Segment Open

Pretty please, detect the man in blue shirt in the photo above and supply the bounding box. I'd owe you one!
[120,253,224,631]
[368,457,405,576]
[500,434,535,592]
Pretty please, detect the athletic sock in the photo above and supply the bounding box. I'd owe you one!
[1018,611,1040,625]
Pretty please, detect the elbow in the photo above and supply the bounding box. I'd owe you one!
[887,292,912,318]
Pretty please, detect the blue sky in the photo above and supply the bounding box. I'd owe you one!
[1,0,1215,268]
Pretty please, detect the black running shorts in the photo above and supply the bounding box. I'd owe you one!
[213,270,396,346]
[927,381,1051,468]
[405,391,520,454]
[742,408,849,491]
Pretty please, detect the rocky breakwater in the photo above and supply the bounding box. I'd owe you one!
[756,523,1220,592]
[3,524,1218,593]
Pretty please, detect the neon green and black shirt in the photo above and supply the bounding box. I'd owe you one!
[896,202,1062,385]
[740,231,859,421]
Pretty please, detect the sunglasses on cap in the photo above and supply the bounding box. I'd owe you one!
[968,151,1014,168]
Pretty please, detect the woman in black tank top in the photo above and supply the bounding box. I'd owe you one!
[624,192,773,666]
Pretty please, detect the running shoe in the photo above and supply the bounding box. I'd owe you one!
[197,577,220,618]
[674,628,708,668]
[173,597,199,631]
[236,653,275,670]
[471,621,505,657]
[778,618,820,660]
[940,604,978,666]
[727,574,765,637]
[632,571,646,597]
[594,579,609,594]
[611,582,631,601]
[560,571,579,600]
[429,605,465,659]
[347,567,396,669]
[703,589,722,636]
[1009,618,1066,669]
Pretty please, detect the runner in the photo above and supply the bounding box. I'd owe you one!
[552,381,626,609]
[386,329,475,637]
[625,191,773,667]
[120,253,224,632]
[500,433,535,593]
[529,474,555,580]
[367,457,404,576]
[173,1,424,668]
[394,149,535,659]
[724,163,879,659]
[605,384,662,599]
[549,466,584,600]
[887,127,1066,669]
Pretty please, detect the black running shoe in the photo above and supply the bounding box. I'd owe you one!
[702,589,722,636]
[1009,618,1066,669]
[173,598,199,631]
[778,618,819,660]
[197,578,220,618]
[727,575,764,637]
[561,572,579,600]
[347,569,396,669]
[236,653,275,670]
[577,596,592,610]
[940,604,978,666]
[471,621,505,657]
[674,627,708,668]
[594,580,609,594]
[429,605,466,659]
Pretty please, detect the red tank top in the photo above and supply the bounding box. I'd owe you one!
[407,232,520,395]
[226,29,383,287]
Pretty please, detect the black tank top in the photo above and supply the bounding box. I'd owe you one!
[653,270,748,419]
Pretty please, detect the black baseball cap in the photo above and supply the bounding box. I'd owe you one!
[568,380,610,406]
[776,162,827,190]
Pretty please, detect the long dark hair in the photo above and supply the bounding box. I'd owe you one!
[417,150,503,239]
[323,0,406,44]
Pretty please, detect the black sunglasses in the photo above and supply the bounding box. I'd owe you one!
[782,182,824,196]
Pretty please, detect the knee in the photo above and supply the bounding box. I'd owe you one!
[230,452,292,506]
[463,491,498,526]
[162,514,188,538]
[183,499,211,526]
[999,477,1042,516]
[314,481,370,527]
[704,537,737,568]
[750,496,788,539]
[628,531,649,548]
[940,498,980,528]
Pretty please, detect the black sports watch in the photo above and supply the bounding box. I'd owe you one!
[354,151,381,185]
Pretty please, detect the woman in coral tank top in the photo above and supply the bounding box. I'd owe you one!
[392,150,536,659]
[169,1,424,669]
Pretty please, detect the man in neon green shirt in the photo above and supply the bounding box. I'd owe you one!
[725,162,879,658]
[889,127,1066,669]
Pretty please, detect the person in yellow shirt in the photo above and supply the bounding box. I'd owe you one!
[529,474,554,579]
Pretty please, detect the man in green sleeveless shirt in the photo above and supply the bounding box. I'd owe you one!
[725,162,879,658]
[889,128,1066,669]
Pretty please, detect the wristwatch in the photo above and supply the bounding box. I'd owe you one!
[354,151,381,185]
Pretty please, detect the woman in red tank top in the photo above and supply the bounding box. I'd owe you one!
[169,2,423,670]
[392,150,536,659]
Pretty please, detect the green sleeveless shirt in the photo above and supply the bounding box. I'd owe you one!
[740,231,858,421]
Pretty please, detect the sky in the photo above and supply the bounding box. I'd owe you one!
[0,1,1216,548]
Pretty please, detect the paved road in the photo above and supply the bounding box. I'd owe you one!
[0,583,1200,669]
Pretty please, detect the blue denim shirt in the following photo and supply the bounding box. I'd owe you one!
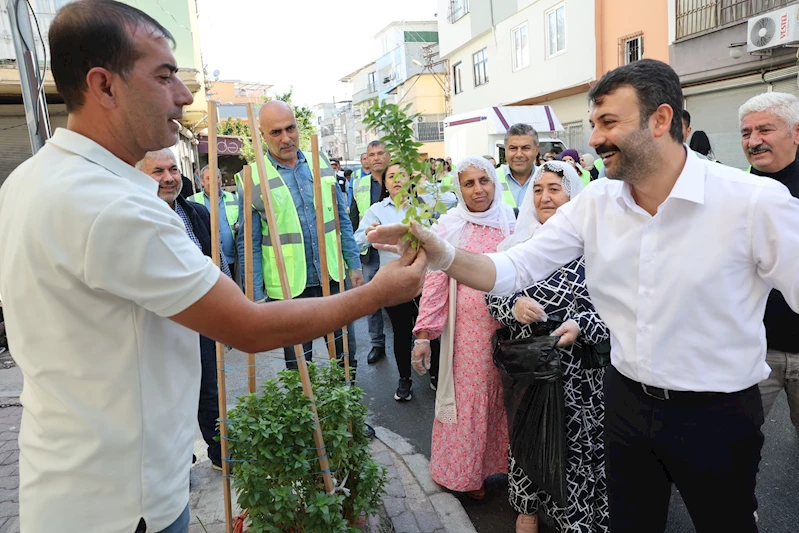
[237,150,361,300]
[193,192,237,265]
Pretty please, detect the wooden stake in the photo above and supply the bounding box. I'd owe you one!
[208,101,234,533]
[330,184,351,385]
[243,166,256,395]
[310,136,337,361]
[245,103,336,494]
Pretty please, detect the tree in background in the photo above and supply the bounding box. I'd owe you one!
[217,90,318,163]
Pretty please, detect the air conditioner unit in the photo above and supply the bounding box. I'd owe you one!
[747,5,799,52]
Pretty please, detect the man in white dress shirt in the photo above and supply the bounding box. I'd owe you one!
[0,1,426,532]
[369,59,799,533]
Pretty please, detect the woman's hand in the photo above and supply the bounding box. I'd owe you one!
[412,339,432,375]
[551,319,580,348]
[512,297,548,324]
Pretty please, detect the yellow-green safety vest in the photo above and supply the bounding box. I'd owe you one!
[579,168,591,186]
[190,191,239,237]
[497,166,519,208]
[236,152,341,300]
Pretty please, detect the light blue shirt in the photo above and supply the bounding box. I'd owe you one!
[193,192,236,265]
[505,165,537,207]
[237,150,361,301]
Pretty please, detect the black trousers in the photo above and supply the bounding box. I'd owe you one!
[604,365,764,533]
[384,298,440,380]
[198,335,221,464]
[282,279,357,370]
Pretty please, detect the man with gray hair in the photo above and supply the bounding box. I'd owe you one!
[740,92,799,433]
[137,149,231,472]
[501,123,540,207]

Segment Closed

WHAT TO WORK ON ->
An exact repeat of the listing above, pictures excluded, is the answer.

WRITTEN RESPONSE ->
Pretty please, detect the man in blue shirt in the photo above and supply the bounding box. I'd owe you one!
[120,253,224,631]
[368,457,405,576]
[500,434,535,592]
Pretty please, detect the athletic sock in the photo above and supply the bounding box. I'd owe you one!
[1018,611,1040,625]
Pretty please, detect the elbow in the photo above and supply the bounding box. I'd owe you one!
[887,292,912,318]
Pretty please, detect the blue sky in the photo above and supply the bounding box. I'd owe you one!
[1,0,1215,268]
Pretty please, detect the black running shorts in the photo above and supply the bounding box. I'd owe you one!
[213,270,396,346]
[927,381,1051,468]
[405,391,520,454]
[742,408,849,491]
Pretty please, detect the rocky breakwater in the photo above and supply the bounding box. I'd owe you one!
[756,523,1220,592]
[3,524,1218,593]
Pretty please, detect the neon green and black shirt in the photo above and supply the bounding box. I'd owe you one!
[896,202,1062,385]
[740,231,859,421]
Pretty please, detect the sunglasses on cap in the photo above and supply the bounding box. I'd owe you one!
[968,151,1014,168]
Pretty please, detect the woman in black tank top in the photo above and supply the bounding box. I'd owe you one!
[624,192,773,666]
Pretty please, detect the running shoe in the photo above and supply the bounding box. I'd owe you one!
[197,577,220,618]
[674,628,708,668]
[173,597,199,631]
[236,653,275,670]
[471,621,505,657]
[778,618,820,660]
[940,604,978,666]
[727,574,765,637]
[632,571,646,597]
[594,579,609,594]
[611,582,631,601]
[560,571,579,600]
[429,605,465,659]
[347,567,396,669]
[703,589,722,636]
[1009,618,1066,669]
Pretty please, detect the runner in the photo above and supply the bounding box. I'd owe you one!
[552,381,626,609]
[386,329,475,637]
[625,191,773,667]
[120,253,224,632]
[500,433,535,593]
[529,474,555,580]
[367,457,404,576]
[173,1,424,668]
[394,149,535,659]
[724,163,879,659]
[605,384,662,599]
[549,466,584,600]
[887,127,1066,669]
Pretty please, detect the black running shoe in the photo above and supply the bounding box. I'd owe you one!
[702,589,722,636]
[1009,618,1066,669]
[173,598,199,631]
[778,618,819,660]
[197,578,220,618]
[727,575,764,637]
[561,572,579,600]
[347,569,396,669]
[236,653,275,670]
[577,596,592,610]
[940,604,978,666]
[471,621,505,657]
[674,627,708,668]
[594,580,609,594]
[429,605,466,659]
Pretty please, detect the red tank top in the photo above and supply the bounding box. I'd owe you one!
[407,232,520,395]
[226,29,383,287]
Pretty please, detect the black tank top in the photo above and supply the bounding box. I'd owe you one!
[653,270,748,419]
Pretty please, detect the black baseball cap in the photo above and supply the bounding box. I'd owe you one!
[568,380,610,406]
[776,162,827,190]
Pretty please, detect the long dark hair in the photo above and supply the bounding box. I'd owe you one!
[417,150,503,239]
[323,0,406,44]
Pretty please, detect the black sunglasses in the photo above and supply the bounding box. I'd owe you one!
[782,182,824,196]
Pretty please, detect the knee in the photo above and supply the bounding box. I'd owe you one!
[230,452,292,506]
[463,491,498,526]
[162,514,188,538]
[183,499,211,526]
[999,477,1042,516]
[314,481,370,527]
[704,537,737,568]
[750,496,788,539]
[628,531,649,548]
[940,498,980,528]
Pretty please, detect the black sports watch in the photo above and supply the bounding box. I'd owe you one!
[354,151,381,185]
Pretty please, detect the woman in coral tank top in the photo above and supply the bounding box. I'd owe you one!
[392,150,536,659]
[169,1,424,669]
Pretty please, detect the man in neon green shirt in the photo above and supply the bounding box. I'd owe you one!
[725,162,879,658]
[889,127,1066,669]
Pretty please, detect the person in yellow shirt in the photo above and supply the bounding box. I'd owe you one!
[529,474,554,579]
Pretty please, detect the man in green sleeveless shirt in the photo above and supply the bounding box. I'd owe you one!
[725,162,879,658]
[889,128,1066,669]
Pretty please, detect the wristwatch in the photo above and supply the bounding box. I'd owe you one!
[354,151,381,185]
Pretty please, detect the woman in red tank top in the photo above and supply the bounding box. I'd owe you one!
[169,2,423,670]
[392,150,536,659]
Pretty please, detect the green sleeveless shirt in the photo above and supply the bounding box. I'd owe you one!
[740,231,858,421]
Pretty please, detect the sky in the photo above and supply the bounding box. I'd owe you one!
[0,1,1216,548]
Pretty please, detect the paved road in the photo above and supply the bounding box. I'd owe you one!
[0,583,1200,669]
Pretty please, detect the blue denim shirt in the following photo and supply the bounding box. I'd owe you one!
[237,150,361,300]
[193,192,237,265]
Pretty please, detect the wooden stake in the photo above and supply the bounding box. I'd owe you one!
[208,101,234,533]
[330,184,351,385]
[243,166,256,395]
[310,136,337,361]
[245,103,336,494]
Pretty please, detect the tree in background in the photo above and supply the bounding box. I'd owe you one!
[217,90,318,163]
Pretty please, detect the air conditioner unit in the photo above and supply the bounding box. I'd owe you one!
[747,5,799,52]
Pretty please, detect the man in white dress shirt in the photo above and supply the bounding box. I'd owe you one!
[0,1,426,532]
[369,59,799,533]
Pretty please, detect the woman's hand in the photo above and supply the bounding box. I'd owe you one!
[412,339,432,375]
[551,319,580,348]
[512,297,548,324]
Pretty please, detect the yellow-green safety vest in the photo above and supply the bounding box. I'd owe you one!
[579,168,591,186]
[190,191,239,237]
[497,166,519,208]
[236,152,341,300]
Pretty please, detect the light blue shirt in the photo above and supply the bounding box. I'd owe you one!
[193,192,236,265]
[505,165,537,207]
[237,150,361,301]
Pretty please, detect the black trousers in the photo above and supply the bounding box. I'd owe you one!
[604,365,764,533]
[384,298,440,380]
[198,335,221,464]
[282,279,357,370]
Pretty please, detect the man with gray hair in the photo above and supply the bounding box. I'd owe you one!
[740,92,799,433]
[137,149,231,472]
[501,123,540,207]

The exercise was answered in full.